### Ações necessárias:
1. Atualize o texto sobre o Estado laico entre "Com a Constituição" e "Estado e Igreja.", inclusive, trocando "liberdade de crença e culto" por "liberdade religiosa".
2. Responda com base no texto sobre o Estado laico:
(a) Qual decreto deu início à liberdade de culto, e com que data?
(b) Em que ano a Constituição consagrou o Estado Laico?
(c) Segundo a citação de Rui Barbosa, qual é a liberdade social mais congenial ao homem?
3. Escreva a continuação do texto sobre o Estado laico a partir do ponto em que ele termina.

### Trecho fornecido:
◆ ◆ ◆ ◆ ◆

O ESTADO LAICO E OS FERIADOS RELIGIOSOS
Durante muito tempo no Brasil o catolicismo foi a oficial e única religião imposta pelo Estado, mas foi após a Proclamação da República com o advento do Decreto nº 119-A de 07 de janeiro de 1890 que se iniciou a liberdade de culto, porém, ainda se mantinha a Igreja Católica como oficial, que inclusive continuava a receber subvenção (privilégios/auxílios do Estado).
Com a Constituição da República dos Estados Unidos do Brasil de 1891 foi consagrado o Estado Laico, sendo garantida a liberdade de crença e culto, constituindo assim a separação entre Estado e Igreja.
Para Rui Barbosa [1]: “De todas as liberdades sociais, nenhuma é tão congenial ao homem, e tão nobre, e tão frutificativa, e tão civilizadora, e tão pacífica, e tão filha do Evangelho, como a liberdade religiosa”.

◆ ◆ ◆ ◆ ◆

### Dados registrados:
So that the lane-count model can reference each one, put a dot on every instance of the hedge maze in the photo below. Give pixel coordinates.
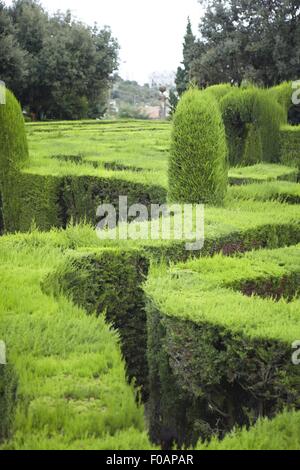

◆ ◆ ◆ ◆ ◆

### Resultados por tarefa:
1.
Com a Constituição da República dos Estados Unidos do Brasil de 1891 foi consagrado o Estado Laico, sendo garantida a liberdade religiosa, constituindo assim a separação entre Estado e Igreja.

2.
(a) O Decreto nº 119-A, de 07 de janeiro de 1890.
(b) Em 1891.
(c) A liberdade religiosa.

3.
Estado Laico é aquele que tem como característica do poder público a sua neutralidade perante a pluralidade de religiões, ou seja, o Estado não deve impor nenhuma religião como oficial do país, assim, exaurindo a subvenção a qualquer religião. Ademais, o Estado Laico não pode proibir qualquer religiosidade existente, pois, a liberdade de crença e de culto são garantias para todos os cidadãos, até para aqueles que não possuem uma crença, como aduz o autor José Afonso da Silva [2]:
“[...]a liberdade de escolha da religião, a liberdade de aderir a qualquer seita religiosa, a liberdade (ou o direito) de mudar de religião, mas também compreende a liberdade de não aderir a religião alguma, assim como a liberdade de descrença, a liberdade de ser ateu e de exprimir o agnosticismo. Mas não compreende a liberdade de embaraçar o livre exercício de qualquer religião, de qualquer crença [...]”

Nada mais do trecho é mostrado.